__WORK TO DO__. Substitute "music stand" for "microphone stand" and give everything from the start of the material down to the line containing "[[132, 249]]", with nothing else changed.

## BEGIN

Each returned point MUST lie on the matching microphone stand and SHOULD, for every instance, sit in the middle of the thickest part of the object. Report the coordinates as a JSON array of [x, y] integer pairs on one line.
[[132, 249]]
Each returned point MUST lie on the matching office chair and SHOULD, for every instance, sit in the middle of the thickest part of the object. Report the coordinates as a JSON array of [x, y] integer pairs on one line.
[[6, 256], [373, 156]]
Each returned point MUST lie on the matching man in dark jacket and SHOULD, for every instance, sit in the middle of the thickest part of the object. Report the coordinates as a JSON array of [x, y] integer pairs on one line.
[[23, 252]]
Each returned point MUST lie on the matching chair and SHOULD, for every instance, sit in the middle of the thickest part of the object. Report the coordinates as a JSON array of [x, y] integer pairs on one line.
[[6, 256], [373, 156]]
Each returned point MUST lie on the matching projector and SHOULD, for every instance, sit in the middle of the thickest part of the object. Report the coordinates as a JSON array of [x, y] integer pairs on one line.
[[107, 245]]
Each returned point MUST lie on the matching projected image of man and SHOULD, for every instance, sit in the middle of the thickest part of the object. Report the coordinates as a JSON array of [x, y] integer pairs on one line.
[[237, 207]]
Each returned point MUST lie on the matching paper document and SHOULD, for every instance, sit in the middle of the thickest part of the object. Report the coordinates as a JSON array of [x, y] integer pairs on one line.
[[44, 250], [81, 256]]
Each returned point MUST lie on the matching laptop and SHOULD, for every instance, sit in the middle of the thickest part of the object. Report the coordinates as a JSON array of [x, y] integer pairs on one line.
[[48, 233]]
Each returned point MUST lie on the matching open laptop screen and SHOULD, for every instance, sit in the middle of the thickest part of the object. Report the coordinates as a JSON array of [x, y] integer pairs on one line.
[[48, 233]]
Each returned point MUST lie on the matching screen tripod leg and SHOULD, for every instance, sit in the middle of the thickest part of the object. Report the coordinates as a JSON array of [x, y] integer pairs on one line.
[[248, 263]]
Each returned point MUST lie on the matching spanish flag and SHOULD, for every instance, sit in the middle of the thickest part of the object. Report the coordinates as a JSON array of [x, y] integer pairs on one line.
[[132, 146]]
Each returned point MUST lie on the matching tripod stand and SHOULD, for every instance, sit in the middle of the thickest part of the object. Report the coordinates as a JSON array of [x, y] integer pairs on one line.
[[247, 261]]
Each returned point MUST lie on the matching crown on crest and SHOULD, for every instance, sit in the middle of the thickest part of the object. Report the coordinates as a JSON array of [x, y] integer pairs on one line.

## END

__ANSWER FOR THIS EXERCISE__.
Each returned point MUST lie on the matching music stand and SHOULD, for every instance, sit in the middle of the thickest part of the object. Report the coordinates as a JSON array of [x, y] integer pairs on one line.
[[132, 249]]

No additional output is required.